> **課題の説明**
「gas cooktop --coords=pixels」を含む行から「[[42,41],[42,35],[37,34],[32,34],[32,40]]」を含む行までを、両端の行も含め、指示の行もすべてそのまま書き出す。その際、解答に出てくる座標の数値はすべて139ずらし、この範囲の行だけを示すこと。

> **演習素材**
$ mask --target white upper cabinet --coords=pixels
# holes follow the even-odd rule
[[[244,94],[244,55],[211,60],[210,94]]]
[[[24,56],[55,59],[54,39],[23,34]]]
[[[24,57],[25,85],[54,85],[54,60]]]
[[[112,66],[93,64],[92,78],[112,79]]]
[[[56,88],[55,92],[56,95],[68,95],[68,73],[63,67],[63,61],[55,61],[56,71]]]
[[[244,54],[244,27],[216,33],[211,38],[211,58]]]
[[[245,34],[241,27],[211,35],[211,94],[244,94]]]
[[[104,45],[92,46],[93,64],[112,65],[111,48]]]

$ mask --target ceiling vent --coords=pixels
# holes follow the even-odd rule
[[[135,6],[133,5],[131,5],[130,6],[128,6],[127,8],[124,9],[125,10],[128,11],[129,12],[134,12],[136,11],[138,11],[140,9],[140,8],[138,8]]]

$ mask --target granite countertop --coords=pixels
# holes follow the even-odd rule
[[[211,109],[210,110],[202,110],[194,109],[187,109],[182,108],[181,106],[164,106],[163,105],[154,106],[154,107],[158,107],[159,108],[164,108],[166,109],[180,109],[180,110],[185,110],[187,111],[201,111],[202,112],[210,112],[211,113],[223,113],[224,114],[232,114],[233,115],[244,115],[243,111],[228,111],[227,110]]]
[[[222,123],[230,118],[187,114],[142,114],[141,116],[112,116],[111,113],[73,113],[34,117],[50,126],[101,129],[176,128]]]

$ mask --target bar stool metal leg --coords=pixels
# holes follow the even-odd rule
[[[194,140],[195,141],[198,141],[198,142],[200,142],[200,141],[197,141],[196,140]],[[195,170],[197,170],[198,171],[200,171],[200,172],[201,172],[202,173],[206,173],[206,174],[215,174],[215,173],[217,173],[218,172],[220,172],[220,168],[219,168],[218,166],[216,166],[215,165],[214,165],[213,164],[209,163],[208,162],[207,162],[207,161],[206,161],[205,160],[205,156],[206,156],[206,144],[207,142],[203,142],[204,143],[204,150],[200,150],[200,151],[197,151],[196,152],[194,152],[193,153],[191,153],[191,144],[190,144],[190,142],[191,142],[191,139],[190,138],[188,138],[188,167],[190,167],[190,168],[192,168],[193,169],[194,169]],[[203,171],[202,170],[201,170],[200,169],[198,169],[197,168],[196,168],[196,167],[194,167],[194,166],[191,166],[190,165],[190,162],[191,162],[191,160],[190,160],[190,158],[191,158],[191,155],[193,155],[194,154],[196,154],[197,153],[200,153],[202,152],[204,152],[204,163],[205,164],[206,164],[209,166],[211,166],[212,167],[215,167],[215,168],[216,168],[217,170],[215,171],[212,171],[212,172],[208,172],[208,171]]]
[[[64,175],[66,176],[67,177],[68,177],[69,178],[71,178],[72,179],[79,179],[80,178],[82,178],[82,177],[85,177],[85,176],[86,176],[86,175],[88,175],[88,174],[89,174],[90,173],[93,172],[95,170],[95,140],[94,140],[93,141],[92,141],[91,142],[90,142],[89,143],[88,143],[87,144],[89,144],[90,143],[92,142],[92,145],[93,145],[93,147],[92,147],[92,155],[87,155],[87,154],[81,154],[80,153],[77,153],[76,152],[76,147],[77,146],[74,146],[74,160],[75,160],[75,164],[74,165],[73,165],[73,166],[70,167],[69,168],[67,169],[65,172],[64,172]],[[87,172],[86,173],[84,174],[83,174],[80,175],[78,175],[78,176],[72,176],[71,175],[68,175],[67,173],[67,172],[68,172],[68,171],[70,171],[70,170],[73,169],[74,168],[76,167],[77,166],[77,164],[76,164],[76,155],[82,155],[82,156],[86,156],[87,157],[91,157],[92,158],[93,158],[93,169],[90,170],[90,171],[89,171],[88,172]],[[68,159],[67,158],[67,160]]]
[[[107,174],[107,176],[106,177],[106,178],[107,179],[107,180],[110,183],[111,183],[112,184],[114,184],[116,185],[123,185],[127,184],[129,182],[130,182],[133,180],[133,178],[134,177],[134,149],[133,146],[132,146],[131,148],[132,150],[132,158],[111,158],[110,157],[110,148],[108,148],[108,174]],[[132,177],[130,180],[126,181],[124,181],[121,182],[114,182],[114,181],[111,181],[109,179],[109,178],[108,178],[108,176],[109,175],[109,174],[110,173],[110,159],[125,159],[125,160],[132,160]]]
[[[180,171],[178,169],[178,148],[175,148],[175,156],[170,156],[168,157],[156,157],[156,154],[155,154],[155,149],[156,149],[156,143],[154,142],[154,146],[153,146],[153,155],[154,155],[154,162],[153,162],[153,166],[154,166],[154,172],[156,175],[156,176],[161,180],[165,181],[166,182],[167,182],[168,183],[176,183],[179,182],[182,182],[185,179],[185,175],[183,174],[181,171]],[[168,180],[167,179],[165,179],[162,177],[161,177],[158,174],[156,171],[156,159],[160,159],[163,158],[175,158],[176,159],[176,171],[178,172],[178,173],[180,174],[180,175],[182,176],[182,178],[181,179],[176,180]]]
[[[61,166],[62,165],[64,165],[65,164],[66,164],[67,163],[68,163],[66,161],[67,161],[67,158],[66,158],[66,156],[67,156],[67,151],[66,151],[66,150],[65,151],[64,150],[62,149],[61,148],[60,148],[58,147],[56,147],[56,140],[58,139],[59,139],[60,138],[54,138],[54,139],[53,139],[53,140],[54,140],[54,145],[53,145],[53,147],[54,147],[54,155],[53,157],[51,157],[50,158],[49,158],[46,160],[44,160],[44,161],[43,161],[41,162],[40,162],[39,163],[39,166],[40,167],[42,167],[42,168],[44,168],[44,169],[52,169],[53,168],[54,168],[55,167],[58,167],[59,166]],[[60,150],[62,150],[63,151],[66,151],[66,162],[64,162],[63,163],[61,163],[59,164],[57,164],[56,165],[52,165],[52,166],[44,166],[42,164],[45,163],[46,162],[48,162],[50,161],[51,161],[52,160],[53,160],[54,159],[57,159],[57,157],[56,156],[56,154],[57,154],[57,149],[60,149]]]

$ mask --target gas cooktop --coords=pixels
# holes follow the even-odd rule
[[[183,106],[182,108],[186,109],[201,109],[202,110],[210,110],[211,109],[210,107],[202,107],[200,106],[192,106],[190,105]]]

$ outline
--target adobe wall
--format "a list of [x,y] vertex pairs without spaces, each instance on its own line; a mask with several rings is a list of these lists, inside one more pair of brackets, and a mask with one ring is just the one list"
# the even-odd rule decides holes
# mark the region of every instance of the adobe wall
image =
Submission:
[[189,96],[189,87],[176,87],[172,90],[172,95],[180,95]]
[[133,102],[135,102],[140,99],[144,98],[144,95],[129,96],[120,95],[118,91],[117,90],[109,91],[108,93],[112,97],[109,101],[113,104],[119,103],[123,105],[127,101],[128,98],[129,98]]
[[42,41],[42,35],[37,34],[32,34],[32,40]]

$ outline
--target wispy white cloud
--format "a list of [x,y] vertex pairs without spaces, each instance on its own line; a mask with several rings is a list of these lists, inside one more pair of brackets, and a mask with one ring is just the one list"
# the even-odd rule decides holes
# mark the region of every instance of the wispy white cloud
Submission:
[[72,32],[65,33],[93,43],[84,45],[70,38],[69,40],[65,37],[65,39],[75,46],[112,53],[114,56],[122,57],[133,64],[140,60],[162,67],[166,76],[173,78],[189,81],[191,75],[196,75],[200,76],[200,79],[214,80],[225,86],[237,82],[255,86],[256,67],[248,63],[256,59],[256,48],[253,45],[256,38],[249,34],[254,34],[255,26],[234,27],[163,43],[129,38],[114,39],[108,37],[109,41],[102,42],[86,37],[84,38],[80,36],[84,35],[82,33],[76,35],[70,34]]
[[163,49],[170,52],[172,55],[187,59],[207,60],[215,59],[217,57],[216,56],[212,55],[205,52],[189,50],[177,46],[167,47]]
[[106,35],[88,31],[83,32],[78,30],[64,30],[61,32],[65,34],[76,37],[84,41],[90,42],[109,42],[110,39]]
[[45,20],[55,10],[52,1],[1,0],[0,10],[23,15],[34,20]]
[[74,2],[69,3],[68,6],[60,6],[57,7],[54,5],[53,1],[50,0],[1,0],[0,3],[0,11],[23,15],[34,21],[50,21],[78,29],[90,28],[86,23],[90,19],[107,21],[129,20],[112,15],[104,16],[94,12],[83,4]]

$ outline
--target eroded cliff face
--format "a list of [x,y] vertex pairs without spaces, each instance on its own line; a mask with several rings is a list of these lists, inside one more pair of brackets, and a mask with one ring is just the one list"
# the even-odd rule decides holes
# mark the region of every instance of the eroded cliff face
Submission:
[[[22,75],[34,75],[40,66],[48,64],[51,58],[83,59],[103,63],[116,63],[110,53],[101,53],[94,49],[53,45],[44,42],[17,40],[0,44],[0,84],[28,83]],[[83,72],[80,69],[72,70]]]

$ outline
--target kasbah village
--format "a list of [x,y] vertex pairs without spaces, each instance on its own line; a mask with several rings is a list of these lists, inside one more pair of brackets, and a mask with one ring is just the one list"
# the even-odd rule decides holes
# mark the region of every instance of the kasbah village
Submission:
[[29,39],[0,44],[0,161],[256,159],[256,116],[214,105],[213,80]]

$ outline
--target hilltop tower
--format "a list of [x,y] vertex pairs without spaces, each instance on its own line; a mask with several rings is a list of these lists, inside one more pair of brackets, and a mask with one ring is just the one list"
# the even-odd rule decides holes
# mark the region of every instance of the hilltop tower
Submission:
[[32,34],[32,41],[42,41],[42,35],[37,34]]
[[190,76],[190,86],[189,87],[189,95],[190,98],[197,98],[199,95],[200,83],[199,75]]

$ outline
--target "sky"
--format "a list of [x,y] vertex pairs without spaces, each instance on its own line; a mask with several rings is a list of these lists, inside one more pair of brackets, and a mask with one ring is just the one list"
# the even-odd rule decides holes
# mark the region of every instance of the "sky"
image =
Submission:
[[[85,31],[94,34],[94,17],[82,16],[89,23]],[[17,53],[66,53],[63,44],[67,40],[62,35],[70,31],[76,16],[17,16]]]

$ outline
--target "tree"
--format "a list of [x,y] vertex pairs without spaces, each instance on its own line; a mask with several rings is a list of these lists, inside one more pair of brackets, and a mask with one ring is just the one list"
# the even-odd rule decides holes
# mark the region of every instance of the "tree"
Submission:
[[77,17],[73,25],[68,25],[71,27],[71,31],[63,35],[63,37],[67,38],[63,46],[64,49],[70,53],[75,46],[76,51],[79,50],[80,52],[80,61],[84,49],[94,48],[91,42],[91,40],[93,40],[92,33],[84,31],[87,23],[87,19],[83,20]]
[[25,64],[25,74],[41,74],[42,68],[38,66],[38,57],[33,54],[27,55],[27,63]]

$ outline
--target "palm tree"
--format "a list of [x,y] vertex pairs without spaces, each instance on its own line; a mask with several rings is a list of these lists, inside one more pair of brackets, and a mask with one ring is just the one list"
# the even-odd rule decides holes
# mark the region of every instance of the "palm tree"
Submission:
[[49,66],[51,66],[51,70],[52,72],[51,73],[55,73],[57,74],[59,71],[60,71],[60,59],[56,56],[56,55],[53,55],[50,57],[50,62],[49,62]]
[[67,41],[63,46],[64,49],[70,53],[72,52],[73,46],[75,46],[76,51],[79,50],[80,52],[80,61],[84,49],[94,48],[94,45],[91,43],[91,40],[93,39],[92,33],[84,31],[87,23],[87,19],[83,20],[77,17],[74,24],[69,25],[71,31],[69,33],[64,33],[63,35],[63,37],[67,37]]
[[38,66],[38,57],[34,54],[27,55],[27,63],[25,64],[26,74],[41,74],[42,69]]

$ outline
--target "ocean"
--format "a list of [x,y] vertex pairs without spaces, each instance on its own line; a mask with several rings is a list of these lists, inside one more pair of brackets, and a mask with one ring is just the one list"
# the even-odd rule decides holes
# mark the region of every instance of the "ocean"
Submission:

> **課題の出力**
$ mask --target gas cooktop --coords=pixels
# holes follow the even-odd rule
[[[322,245],[321,247],[325,248],[340,248],[341,249],[349,249],[350,248],[349,246],[341,246],[339,245],[331,245],[329,244]]]

$ outline
--target adobe wall
--format "a list of [x,y] vertex pairs without spaces, each instance on its own line; a mask with several rings is a list of these lists, inside one more pair of brackets, and a mask with one ring is just the one list"
# the even-odd rule decides holes
# mark the region of every instance of the adobe wall
image =
Submission:
[[328,235],[328,226],[315,226],[311,229],[311,234],[319,234]]
[[272,241],[274,241],[279,238],[283,237],[283,234],[268,235],[259,234],[257,230],[256,229],[248,230],[247,232],[251,236],[248,240],[252,243],[258,242],[262,244],[266,240],[267,237],[268,237]]
[[181,180],[181,174],[176,173],[171,173],[171,179]]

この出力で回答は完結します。